Detection examples
◇ ◇ ◇ ◇
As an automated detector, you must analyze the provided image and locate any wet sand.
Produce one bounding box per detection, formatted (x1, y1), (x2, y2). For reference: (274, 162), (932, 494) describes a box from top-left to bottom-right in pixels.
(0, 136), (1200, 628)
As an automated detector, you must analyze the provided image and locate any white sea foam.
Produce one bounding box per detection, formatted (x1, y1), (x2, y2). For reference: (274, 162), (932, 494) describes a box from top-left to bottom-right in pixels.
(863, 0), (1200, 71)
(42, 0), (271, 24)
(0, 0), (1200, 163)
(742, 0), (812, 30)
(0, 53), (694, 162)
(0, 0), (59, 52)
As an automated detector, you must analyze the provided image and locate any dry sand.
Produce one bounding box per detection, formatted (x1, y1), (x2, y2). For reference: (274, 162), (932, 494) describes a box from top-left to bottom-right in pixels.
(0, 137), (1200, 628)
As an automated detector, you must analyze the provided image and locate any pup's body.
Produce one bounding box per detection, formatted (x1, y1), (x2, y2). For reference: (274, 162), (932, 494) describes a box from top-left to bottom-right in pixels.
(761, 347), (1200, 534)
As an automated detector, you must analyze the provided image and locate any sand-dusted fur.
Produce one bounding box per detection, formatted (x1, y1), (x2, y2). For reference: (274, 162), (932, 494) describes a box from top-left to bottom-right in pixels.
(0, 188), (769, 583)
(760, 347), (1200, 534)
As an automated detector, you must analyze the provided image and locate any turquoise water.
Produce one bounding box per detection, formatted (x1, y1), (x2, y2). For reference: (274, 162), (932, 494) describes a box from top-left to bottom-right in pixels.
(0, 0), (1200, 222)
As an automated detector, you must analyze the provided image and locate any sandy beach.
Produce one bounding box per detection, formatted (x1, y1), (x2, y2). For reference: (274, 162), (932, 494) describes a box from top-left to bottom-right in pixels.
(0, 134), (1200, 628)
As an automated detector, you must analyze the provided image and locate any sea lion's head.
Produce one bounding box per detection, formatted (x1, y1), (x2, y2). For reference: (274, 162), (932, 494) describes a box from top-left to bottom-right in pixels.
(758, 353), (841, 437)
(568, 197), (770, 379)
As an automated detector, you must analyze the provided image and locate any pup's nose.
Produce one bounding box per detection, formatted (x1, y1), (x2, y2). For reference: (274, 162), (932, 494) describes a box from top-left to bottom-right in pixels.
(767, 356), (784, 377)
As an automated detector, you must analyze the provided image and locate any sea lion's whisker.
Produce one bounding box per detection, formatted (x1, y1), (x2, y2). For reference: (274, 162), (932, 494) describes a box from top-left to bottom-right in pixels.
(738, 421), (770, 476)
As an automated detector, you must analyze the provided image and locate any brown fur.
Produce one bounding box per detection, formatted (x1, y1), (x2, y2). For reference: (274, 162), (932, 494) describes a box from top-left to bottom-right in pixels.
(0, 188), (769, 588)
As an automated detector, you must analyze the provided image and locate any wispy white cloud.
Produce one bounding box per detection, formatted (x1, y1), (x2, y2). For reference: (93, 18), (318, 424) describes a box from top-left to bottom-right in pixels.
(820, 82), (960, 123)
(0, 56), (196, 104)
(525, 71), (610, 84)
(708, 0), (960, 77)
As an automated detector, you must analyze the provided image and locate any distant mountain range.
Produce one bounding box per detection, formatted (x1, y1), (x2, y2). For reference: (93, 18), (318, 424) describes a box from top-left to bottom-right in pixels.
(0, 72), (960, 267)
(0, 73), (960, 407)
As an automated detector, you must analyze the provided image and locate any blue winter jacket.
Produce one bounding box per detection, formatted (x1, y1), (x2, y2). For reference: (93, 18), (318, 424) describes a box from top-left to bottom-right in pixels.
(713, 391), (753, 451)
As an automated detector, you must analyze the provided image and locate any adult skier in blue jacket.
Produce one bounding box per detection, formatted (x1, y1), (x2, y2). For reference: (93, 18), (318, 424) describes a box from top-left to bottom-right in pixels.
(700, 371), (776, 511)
◇ ◇ ◇ ◇
EXERCISE DETAILS »
Copy every line of the listing above word for word.

FULL ANSWER »
As an automated detector, you must analyze the provided image and locate any wet sand.
Produce one bounding box per detection, formatted (x1, y1), (x2, y2). For reference: (274, 162), (932, 494) describes a box from top-left to bottom-right in pixels.
(0, 136), (1200, 628)
As an automated detector, you must analyze the provided image and locate any white sea foam.
Produce one bounding box per detection, formatted (x1, y1), (x2, y2). For reference: (274, 162), (932, 494) describes a box from top-left to bottom-right in pixels.
(863, 0), (1200, 71)
(42, 0), (271, 24)
(0, 0), (1200, 163)
(742, 0), (812, 30)
(0, 53), (694, 162)
(0, 0), (59, 52)
As an automated detector, you must analyze the provided image and locate any dry sand.
Produce one bounding box per detection, formatted (x1, y1), (x2, y2). For reference: (274, 162), (932, 494) describes a box from top-left to bottom-right in pixels.
(0, 137), (1200, 628)
As an automated detector, you must analyze the provided image and locate any pup's body.
Produce one bounding box per detection, formatted (x1, y1), (x2, y2). For reference: (274, 162), (932, 494) describes a box from top-left to bottom-right in pixels.
(761, 347), (1200, 534)
As an automated detector, you must analyze the provided image and locate any sand-dusted fur.
Produce one bounding box per detection, formatted (x1, y1), (x2, y2). For reference: (274, 162), (932, 494) describes a box from top-left to bottom-right in pixels.
(0, 188), (769, 583)
(760, 347), (1200, 534)
As an automated detector, you must analyze the provided image and locate any turquoise water.
Produce one bounding box per detection, formatted (x1, y1), (x2, y2). For reference: (274, 162), (932, 494) describes a box from top-left to bottom-right in pixels.
(0, 0), (1200, 222)
As an automated detector, you must analyze the provided image and locate any sandy beach.
Produce one bounding box per detection, formatted (x1, y1), (x2, y2). For reference: (274, 162), (932, 494) describes a box from top-left to bottom-right in pixels.
(0, 134), (1200, 628)
As an automated detector, you must analyze the provided image and locate any sea lion's head.
Produce one bounding box per detection, formatted (x1, y1), (x2, y2). For reference: (274, 162), (932, 494) describes a box from top-left to bottom-right in pixels.
(758, 353), (841, 437)
(568, 197), (770, 379)
As an automated detector, you must analyze the provided image and locate any pup's nose.
Produce one bounding box per detection, formatted (x1, y1), (x2, y2). For reference: (274, 162), (932, 494) describes a box from top-left to bottom-right in pixels.
(767, 356), (784, 377)
As an automated detector, you must analyze the provided image and locate any sea lion's whisker.
Produce one bounding box per detection, formatted (x1, y1), (x2, y2). For reference: (274, 162), (932, 494) describes a box from top-left to bottom-right in pixels.
(738, 421), (770, 476)
As an automated detector, you must analyze the provided image and locate any brown fur.
Produce one bounding box per detection, formatted (x1, y1), (x2, y2). For reference: (274, 162), (932, 494) describes a box from top-left to bottom-right in pixels.
(0, 188), (769, 588)
As an automated detector, you must analyze the provided image and locate any wispy white cloud.
Produce one bounding box per detection, formatted (x1, y1), (x2, y2). For reference: (93, 18), (318, 424) describes a box from top-left to bottom-right in pixels.
(820, 82), (960, 123)
(0, 56), (196, 104)
(525, 71), (610, 84)
(708, 0), (960, 77)
As an automated detector, you must analyze the provided image and locate any distant mountain range.
Produce one bounding box per detection, formatted (x1, y1), (x2, y2). For reference: (93, 18), (318, 424) describes a box from top-left to bottom-right in pixels.
(0, 72), (960, 267)
(0, 73), (960, 407)
As an automated detector, you must analyze the provided image and locate any blue winter jacket.
Produce one bounding box per detection, formatted (x1, y1), (x2, y2). For reference: (93, 18), (318, 424) describes a box from top-left to bottom-right in pixels.
(713, 391), (753, 451)
As an automated detector, you must analyze the provided image and locate any adult skier in blue jacket.
Produce one bounding box per detection, formatted (x1, y1), (x2, y2). For reference: (93, 18), (318, 424) describes a box from top-left to bottom-right in pixels.
(700, 371), (776, 511)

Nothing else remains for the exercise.